BEGIN
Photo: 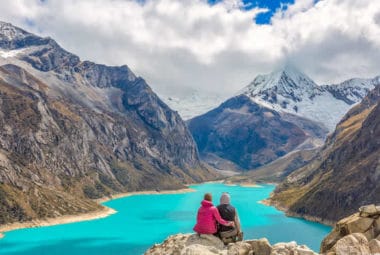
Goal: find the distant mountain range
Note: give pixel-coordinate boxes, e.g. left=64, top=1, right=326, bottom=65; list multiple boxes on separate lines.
left=242, top=65, right=379, bottom=131
left=188, top=65, right=379, bottom=170
left=0, top=21, right=216, bottom=224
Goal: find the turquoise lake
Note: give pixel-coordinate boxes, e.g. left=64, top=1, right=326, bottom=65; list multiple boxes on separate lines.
left=0, top=183, right=331, bottom=254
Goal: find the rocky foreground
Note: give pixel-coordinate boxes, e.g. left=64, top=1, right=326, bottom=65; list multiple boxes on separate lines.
left=145, top=205, right=380, bottom=255
left=145, top=234, right=318, bottom=255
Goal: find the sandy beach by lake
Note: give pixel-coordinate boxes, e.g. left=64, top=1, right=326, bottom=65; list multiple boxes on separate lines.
left=0, top=206, right=116, bottom=239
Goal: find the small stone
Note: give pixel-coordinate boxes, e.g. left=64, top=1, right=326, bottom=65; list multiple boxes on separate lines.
left=369, top=239, right=380, bottom=254
left=359, top=204, right=379, bottom=217
left=227, top=242, right=251, bottom=255
left=375, top=217, right=380, bottom=234
left=246, top=238, right=272, bottom=255
left=294, top=246, right=316, bottom=255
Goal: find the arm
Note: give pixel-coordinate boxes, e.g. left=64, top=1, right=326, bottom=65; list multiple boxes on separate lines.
left=212, top=207, right=232, bottom=226
left=234, top=209, right=241, bottom=233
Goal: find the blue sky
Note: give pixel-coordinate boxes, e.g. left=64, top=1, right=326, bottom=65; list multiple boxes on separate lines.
left=208, top=0, right=295, bottom=24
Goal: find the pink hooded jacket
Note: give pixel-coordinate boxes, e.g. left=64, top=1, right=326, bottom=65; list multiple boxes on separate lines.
left=193, top=200, right=230, bottom=234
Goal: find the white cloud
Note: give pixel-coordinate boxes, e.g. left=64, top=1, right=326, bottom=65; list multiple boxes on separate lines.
left=0, top=0, right=379, bottom=96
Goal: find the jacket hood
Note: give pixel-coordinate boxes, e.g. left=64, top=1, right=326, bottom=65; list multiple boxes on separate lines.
left=201, top=200, right=213, bottom=207
left=220, top=192, right=230, bottom=205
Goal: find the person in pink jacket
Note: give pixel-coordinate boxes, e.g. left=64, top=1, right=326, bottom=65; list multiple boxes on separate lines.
left=193, top=193, right=234, bottom=234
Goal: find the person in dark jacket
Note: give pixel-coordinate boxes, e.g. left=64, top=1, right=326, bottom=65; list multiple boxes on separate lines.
left=217, top=192, right=242, bottom=243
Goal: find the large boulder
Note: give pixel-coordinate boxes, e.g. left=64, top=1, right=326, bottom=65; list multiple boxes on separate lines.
left=331, top=233, right=371, bottom=255
left=246, top=238, right=272, bottom=255
left=271, top=241, right=317, bottom=255
left=227, top=242, right=252, bottom=255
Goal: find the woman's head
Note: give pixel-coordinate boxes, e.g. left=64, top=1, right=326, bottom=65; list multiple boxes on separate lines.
left=204, top=193, right=212, bottom=201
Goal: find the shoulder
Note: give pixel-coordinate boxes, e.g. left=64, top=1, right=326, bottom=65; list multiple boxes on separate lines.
left=210, top=206, right=218, bottom=212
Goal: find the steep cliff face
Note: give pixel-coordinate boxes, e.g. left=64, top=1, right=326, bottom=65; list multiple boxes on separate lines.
left=0, top=22, right=216, bottom=224
left=188, top=95, right=319, bottom=170
left=270, top=85, right=380, bottom=223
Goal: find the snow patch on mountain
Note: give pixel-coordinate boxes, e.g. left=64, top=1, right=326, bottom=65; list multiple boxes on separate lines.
left=242, top=65, right=378, bottom=131
left=0, top=49, right=24, bottom=58
left=0, top=21, right=28, bottom=41
left=160, top=91, right=227, bottom=120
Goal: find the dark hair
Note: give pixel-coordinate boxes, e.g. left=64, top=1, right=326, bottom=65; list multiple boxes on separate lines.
left=204, top=193, right=212, bottom=201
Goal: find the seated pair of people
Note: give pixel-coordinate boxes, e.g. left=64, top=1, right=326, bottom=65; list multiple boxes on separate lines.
left=193, top=192, right=242, bottom=244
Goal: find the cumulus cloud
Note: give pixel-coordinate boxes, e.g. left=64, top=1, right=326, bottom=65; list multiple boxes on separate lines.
left=0, top=0, right=379, bottom=96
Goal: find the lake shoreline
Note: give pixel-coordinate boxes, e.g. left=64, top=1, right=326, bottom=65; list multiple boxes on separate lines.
left=0, top=206, right=116, bottom=239
left=95, top=188, right=196, bottom=203
left=0, top=187, right=196, bottom=239
left=261, top=197, right=335, bottom=227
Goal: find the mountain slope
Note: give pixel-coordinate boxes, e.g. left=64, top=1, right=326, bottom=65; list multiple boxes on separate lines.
left=269, top=85, right=380, bottom=223
left=188, top=95, right=322, bottom=170
left=0, top=22, right=217, bottom=224
left=226, top=148, right=318, bottom=183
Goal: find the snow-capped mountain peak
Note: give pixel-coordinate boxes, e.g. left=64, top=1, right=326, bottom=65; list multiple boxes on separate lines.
left=0, top=21, right=29, bottom=41
left=240, top=65, right=378, bottom=131
left=243, top=65, right=318, bottom=101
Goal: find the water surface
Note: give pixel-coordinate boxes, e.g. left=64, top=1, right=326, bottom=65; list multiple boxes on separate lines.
left=0, top=183, right=331, bottom=254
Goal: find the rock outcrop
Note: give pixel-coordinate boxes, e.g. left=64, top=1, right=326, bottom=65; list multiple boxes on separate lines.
left=321, top=204, right=380, bottom=254
left=145, top=233, right=317, bottom=255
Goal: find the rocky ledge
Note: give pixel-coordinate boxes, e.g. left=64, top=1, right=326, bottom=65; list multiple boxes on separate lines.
left=321, top=204, right=380, bottom=254
left=145, top=205, right=380, bottom=255
left=145, top=234, right=317, bottom=255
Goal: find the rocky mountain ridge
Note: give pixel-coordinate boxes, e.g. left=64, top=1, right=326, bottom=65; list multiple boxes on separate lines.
left=0, top=21, right=217, bottom=225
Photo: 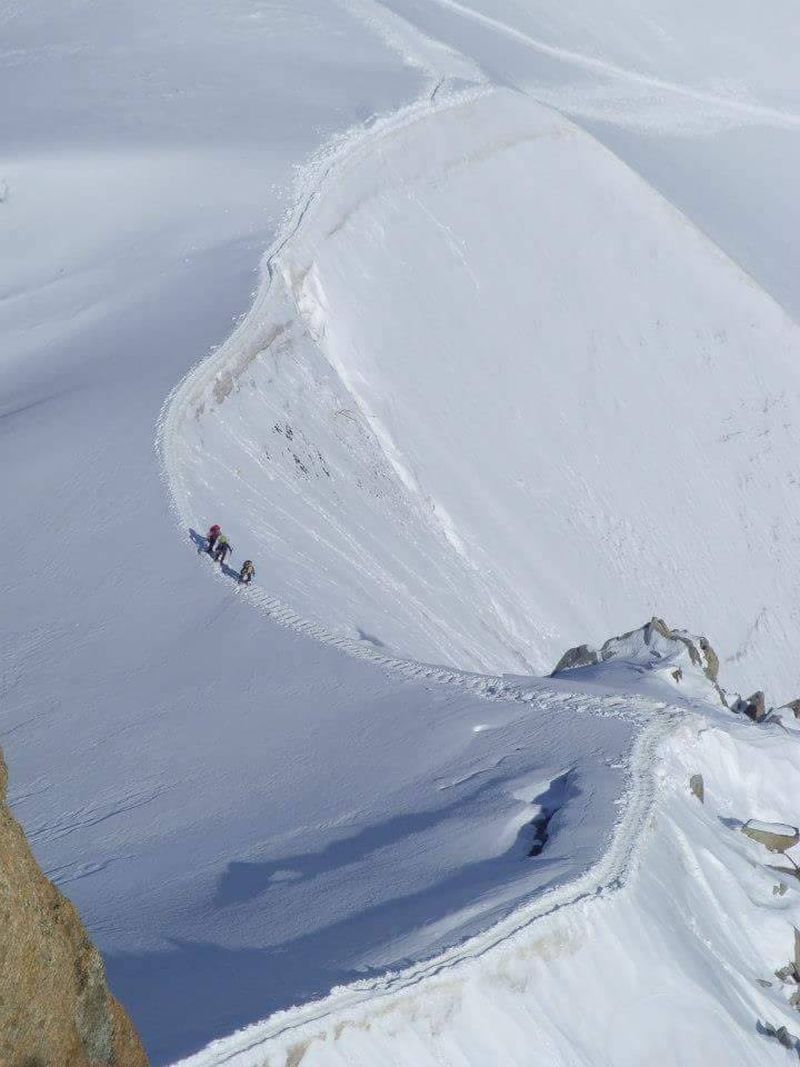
END
* **Goal of the exercise**
Reply with the number of lines in the data that include the string "snow" and nothing else.

* **Task answer**
2